BEGIN Data shown

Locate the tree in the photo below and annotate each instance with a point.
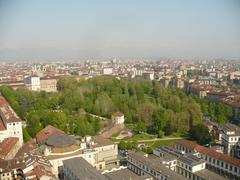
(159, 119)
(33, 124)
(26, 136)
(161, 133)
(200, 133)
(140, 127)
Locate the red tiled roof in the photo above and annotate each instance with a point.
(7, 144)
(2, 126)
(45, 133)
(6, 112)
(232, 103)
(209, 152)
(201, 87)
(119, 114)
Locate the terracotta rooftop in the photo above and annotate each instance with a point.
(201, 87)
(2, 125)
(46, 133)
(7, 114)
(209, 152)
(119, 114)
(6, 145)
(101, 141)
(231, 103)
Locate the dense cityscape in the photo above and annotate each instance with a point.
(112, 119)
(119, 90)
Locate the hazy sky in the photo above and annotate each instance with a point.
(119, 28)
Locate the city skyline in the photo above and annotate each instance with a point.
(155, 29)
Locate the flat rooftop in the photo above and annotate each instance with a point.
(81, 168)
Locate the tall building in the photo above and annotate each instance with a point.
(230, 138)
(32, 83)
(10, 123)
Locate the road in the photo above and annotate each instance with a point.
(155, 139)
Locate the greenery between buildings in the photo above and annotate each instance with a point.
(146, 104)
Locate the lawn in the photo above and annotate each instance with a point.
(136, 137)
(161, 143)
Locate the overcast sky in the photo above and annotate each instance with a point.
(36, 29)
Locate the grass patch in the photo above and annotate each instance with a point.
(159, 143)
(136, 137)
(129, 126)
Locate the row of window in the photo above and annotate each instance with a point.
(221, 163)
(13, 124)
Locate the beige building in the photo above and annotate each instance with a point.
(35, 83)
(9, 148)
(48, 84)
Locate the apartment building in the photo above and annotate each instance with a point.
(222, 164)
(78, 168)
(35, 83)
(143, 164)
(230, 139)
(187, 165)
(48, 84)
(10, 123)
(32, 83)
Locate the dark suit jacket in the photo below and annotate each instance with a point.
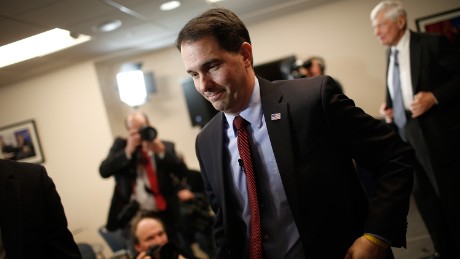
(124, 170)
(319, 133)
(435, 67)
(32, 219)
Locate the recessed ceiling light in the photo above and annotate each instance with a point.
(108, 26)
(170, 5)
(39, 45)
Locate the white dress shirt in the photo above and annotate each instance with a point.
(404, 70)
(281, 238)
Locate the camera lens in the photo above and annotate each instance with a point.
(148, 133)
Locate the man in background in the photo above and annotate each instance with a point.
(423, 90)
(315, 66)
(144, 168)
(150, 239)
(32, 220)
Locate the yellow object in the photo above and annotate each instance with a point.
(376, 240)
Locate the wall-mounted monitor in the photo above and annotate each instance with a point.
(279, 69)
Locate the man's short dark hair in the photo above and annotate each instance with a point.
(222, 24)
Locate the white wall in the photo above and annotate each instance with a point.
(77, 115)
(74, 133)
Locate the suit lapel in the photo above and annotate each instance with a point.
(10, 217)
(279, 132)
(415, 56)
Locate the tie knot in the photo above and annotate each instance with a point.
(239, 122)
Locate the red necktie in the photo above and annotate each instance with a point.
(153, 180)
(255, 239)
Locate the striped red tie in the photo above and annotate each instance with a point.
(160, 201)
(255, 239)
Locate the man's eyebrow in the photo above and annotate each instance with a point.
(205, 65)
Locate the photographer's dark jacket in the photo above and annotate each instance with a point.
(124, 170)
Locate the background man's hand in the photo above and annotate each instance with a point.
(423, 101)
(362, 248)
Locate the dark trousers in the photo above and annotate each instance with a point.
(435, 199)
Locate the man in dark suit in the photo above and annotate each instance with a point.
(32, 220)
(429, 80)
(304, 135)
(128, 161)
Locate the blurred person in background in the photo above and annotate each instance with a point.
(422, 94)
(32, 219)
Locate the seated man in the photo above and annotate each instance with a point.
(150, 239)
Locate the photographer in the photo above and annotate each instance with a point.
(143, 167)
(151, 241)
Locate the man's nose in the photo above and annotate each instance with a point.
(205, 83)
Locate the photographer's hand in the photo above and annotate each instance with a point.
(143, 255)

END Data shown
BEGIN Data shown

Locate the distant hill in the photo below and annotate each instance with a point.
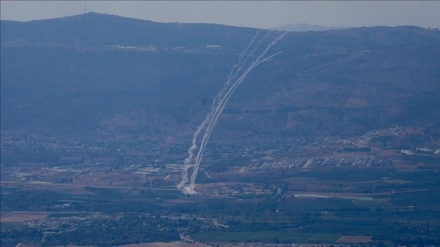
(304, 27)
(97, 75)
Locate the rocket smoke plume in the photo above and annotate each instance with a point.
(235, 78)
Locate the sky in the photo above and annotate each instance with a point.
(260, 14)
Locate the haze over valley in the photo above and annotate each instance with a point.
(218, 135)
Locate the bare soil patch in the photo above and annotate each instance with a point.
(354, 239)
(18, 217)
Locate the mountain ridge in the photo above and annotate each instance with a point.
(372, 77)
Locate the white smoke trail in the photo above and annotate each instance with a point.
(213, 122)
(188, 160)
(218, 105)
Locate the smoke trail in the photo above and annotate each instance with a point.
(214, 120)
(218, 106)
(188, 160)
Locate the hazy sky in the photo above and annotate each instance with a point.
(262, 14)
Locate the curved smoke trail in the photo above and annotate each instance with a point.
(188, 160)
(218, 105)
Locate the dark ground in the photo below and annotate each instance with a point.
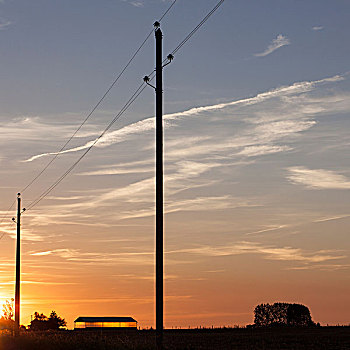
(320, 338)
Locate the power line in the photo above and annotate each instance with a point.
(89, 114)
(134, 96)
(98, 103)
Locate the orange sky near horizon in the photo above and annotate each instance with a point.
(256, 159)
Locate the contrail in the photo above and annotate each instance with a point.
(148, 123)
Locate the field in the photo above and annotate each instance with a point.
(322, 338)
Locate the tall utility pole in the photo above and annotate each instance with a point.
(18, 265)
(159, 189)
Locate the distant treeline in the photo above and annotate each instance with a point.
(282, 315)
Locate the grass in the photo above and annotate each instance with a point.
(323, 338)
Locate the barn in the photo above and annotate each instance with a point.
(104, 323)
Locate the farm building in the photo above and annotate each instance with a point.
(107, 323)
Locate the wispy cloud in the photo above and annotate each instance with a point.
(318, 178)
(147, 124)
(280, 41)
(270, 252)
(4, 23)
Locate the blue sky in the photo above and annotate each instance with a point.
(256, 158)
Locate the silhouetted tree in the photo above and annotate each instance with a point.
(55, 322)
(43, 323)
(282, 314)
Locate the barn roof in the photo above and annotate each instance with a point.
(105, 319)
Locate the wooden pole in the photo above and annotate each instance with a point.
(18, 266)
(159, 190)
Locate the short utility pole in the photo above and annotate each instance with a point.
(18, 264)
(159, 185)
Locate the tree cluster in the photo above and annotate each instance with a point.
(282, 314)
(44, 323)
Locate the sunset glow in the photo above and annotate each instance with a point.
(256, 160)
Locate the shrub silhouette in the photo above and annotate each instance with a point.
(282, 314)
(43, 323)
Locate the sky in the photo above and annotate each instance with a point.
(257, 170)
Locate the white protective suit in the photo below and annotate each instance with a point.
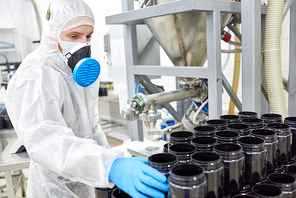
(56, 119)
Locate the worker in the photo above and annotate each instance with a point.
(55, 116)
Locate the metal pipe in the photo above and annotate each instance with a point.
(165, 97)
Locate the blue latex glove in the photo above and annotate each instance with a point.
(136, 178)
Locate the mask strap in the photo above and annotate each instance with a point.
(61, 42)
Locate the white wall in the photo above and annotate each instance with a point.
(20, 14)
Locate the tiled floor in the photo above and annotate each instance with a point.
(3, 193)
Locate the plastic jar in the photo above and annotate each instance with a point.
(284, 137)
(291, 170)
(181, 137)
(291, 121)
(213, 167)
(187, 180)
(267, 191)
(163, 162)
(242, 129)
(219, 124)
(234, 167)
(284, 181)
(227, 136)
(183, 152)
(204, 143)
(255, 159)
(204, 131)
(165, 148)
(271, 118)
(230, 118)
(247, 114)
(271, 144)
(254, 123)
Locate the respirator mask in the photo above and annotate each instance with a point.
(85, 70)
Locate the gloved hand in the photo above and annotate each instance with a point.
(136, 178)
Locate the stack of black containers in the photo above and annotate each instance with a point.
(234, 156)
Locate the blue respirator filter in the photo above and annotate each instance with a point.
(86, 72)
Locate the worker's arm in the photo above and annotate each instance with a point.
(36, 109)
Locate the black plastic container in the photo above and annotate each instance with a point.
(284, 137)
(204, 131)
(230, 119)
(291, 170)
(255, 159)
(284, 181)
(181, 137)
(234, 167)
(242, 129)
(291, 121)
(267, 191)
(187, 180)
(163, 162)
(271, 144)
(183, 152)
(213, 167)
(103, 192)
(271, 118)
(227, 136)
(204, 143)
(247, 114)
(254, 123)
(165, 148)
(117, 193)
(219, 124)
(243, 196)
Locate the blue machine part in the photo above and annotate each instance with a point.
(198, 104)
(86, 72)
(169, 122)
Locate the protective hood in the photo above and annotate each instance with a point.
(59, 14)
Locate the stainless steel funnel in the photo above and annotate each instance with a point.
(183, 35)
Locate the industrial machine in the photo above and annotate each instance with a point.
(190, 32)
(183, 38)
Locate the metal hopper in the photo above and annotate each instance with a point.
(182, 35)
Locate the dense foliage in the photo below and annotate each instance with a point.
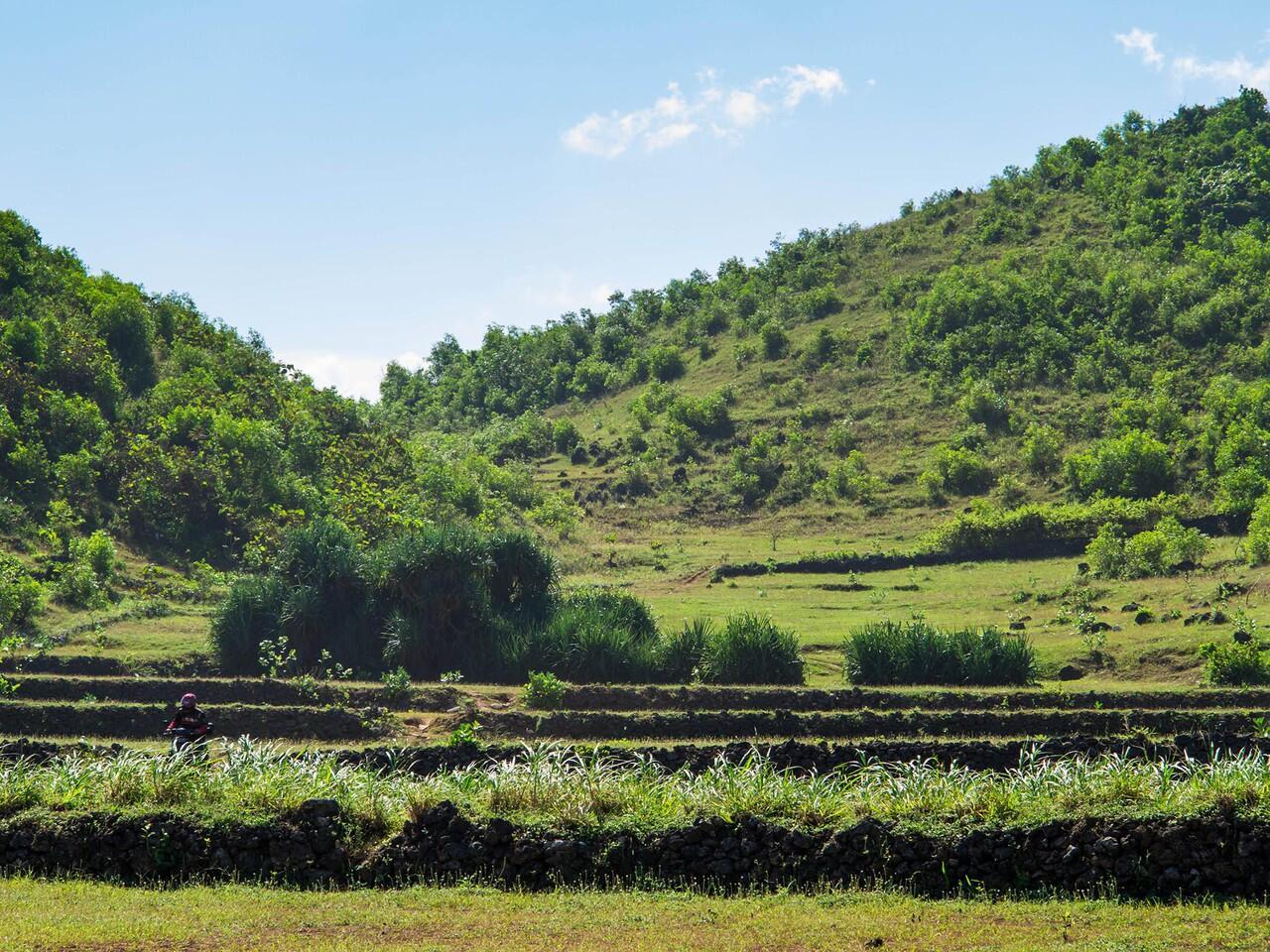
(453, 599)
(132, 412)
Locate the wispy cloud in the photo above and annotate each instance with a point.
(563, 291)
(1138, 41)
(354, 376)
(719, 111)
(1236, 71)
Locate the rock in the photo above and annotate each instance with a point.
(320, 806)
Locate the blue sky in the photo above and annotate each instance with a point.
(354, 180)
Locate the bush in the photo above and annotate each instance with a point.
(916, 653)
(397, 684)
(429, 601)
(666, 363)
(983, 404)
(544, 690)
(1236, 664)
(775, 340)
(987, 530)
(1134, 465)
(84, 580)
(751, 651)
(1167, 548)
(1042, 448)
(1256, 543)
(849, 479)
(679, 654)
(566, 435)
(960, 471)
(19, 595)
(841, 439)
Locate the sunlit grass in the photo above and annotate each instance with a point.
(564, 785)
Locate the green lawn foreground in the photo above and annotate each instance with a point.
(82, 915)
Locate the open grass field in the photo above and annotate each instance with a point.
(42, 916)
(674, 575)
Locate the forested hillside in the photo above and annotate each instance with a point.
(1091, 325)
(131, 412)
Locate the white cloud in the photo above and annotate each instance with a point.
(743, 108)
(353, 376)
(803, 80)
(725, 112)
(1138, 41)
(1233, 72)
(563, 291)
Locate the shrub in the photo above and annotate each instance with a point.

END Data shown
BEGIN Data shown

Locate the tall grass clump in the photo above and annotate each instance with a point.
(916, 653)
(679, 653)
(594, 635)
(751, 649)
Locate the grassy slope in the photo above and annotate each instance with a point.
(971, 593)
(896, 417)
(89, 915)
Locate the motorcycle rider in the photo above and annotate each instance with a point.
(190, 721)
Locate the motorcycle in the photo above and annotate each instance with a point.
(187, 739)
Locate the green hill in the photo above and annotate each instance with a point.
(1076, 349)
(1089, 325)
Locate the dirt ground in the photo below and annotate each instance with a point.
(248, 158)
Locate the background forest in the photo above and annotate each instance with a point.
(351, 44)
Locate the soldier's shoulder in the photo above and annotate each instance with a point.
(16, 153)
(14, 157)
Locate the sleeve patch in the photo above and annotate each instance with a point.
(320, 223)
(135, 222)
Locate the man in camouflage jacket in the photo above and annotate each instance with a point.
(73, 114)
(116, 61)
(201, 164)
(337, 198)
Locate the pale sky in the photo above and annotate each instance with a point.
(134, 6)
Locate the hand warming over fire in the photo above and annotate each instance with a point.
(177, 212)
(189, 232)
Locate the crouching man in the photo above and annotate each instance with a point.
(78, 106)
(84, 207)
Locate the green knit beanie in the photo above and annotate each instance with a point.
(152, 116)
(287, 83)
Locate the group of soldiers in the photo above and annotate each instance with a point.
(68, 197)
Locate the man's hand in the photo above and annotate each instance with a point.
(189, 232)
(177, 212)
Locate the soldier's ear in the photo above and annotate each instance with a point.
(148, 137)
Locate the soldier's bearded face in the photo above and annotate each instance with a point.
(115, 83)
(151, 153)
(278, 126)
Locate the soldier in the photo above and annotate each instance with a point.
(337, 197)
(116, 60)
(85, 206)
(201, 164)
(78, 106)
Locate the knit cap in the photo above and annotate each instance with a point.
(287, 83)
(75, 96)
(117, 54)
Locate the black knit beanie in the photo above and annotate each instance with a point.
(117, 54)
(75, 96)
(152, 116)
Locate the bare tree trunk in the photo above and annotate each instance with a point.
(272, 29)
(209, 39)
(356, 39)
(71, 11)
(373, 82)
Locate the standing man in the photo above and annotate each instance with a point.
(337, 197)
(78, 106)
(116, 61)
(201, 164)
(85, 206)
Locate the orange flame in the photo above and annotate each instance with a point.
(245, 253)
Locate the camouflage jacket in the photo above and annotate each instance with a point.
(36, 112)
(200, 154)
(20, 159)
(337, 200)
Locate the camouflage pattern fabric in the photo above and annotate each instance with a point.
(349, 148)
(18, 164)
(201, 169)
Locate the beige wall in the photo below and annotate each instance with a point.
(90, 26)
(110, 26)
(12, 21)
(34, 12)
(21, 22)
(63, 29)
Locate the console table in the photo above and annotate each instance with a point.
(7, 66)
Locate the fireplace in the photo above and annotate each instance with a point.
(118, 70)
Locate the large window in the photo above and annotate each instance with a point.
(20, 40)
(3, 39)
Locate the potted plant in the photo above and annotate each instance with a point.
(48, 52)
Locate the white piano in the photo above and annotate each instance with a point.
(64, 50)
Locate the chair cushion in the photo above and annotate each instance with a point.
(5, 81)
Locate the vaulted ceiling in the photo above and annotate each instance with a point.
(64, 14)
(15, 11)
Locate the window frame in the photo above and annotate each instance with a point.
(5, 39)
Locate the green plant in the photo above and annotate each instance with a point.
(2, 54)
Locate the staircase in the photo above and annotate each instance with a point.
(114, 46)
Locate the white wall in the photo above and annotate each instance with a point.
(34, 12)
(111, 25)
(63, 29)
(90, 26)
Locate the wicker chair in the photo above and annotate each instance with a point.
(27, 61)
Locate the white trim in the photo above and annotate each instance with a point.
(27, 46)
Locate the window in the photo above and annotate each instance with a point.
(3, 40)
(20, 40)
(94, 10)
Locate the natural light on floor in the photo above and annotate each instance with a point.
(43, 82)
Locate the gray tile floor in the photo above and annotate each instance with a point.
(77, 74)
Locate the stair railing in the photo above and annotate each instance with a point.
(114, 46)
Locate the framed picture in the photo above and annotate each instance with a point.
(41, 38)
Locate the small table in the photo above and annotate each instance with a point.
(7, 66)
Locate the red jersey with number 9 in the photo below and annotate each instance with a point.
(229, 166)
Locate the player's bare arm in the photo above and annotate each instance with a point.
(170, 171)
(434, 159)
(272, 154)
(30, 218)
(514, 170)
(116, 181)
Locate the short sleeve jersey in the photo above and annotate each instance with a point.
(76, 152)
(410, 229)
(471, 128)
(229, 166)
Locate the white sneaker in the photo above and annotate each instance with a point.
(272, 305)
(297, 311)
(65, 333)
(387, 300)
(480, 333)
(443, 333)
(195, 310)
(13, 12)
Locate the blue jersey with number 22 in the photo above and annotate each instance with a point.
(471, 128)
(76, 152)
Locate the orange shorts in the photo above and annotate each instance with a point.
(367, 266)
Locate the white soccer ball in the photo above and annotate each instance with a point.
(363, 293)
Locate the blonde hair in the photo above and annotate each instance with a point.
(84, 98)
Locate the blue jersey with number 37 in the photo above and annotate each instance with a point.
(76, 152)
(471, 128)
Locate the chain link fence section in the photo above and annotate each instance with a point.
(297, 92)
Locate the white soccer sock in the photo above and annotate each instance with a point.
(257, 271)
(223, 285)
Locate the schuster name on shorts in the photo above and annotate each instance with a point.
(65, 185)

END Data shown

**Given request:** Gather every line in the items above that contains the string "beanie", and copy each such line in full.

**Exercise output:**
Locate the green knit beanie in the photo above and annotate each instance with a point.
Locate the black knit beanie in the photo above and annotate each instance with a point.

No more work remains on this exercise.